**TASK DETAILS:** Each record must be reproduced exactly as it is shown.

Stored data

━━━

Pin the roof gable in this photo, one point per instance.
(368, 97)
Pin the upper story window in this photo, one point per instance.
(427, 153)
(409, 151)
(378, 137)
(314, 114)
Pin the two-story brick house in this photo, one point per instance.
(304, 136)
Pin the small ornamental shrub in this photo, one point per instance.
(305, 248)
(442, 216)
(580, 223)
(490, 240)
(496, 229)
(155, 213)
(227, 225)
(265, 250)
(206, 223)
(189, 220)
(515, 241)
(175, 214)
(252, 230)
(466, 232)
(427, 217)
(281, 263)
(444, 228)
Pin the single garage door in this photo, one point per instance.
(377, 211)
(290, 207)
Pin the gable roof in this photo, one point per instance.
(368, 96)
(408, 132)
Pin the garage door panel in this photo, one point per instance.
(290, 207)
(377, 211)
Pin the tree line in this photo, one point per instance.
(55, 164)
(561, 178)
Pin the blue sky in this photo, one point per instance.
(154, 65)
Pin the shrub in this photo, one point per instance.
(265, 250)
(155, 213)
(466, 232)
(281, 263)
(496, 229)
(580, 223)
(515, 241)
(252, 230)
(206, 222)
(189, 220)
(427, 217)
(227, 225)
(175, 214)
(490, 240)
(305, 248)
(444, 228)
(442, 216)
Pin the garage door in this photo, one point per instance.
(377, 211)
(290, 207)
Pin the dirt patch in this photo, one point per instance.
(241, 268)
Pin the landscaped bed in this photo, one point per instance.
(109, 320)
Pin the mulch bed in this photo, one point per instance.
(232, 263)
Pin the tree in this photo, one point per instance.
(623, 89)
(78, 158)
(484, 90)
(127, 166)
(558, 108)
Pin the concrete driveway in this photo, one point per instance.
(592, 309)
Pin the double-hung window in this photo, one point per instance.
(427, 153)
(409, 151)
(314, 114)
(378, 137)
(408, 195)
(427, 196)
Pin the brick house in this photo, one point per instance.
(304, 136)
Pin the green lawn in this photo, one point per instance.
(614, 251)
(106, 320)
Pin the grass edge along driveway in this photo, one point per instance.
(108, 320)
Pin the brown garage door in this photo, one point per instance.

━━━

**WRITTEN SOLUTION:**
Pin the roof gable in this photo, one point per instance.
(368, 97)
Pin the upper story window in this photo, one point per instance.
(427, 153)
(409, 151)
(378, 137)
(314, 114)
Pin the two-story brick house in this photo, one point per instance.
(304, 136)
Pin the small ornamental shrub in this photo, one point per instance.
(305, 248)
(442, 216)
(580, 223)
(490, 240)
(496, 229)
(155, 213)
(227, 225)
(265, 250)
(206, 223)
(189, 220)
(515, 241)
(175, 214)
(252, 230)
(466, 232)
(427, 217)
(281, 263)
(444, 228)
Pin the single garage door in this photo, one point per instance.
(377, 211)
(290, 207)
Pin the gable roof in this photo, one point per instance.
(368, 96)
(408, 132)
Pin the garage door panel in this photo, one point per instance.
(290, 207)
(377, 211)
Pin the tree line in this photo, one point per instance.
(55, 164)
(561, 178)
Pin the blue sky in this photo, one point per instance.
(154, 65)
Pin the shrub in this photo, one point per instance.
(265, 250)
(155, 213)
(466, 232)
(281, 263)
(496, 229)
(580, 223)
(515, 241)
(252, 230)
(206, 222)
(189, 220)
(427, 217)
(227, 225)
(175, 214)
(490, 240)
(305, 248)
(444, 228)
(442, 216)
Pin the garage door in this photo, one point per instance.
(377, 211)
(290, 207)
Pin the dirt patch in this photo, one point per instance.
(241, 268)
Pin the landscaped bed in this photo, one point per instance.
(109, 320)
Pin the mulch bed in this photo, one point per instance.
(232, 263)
Pin the tree in this photo, one point per instance.
(623, 89)
(78, 158)
(484, 90)
(127, 166)
(558, 108)
Pin the concrete driveway in this photo, one point per instance.
(592, 309)
Pin the double-hung window in this photo, one point per instance.
(427, 153)
(409, 151)
(314, 114)
(378, 137)
(408, 195)
(427, 196)
Pin the brick house in this photo, one point per instance.
(304, 136)
Pin the green lawn in this photo, one point per instance.
(614, 251)
(106, 320)
Pin the grass edge along driveway in this photo, one point per instance.
(108, 320)
Pin the brown garage door in this photo, one point per instance.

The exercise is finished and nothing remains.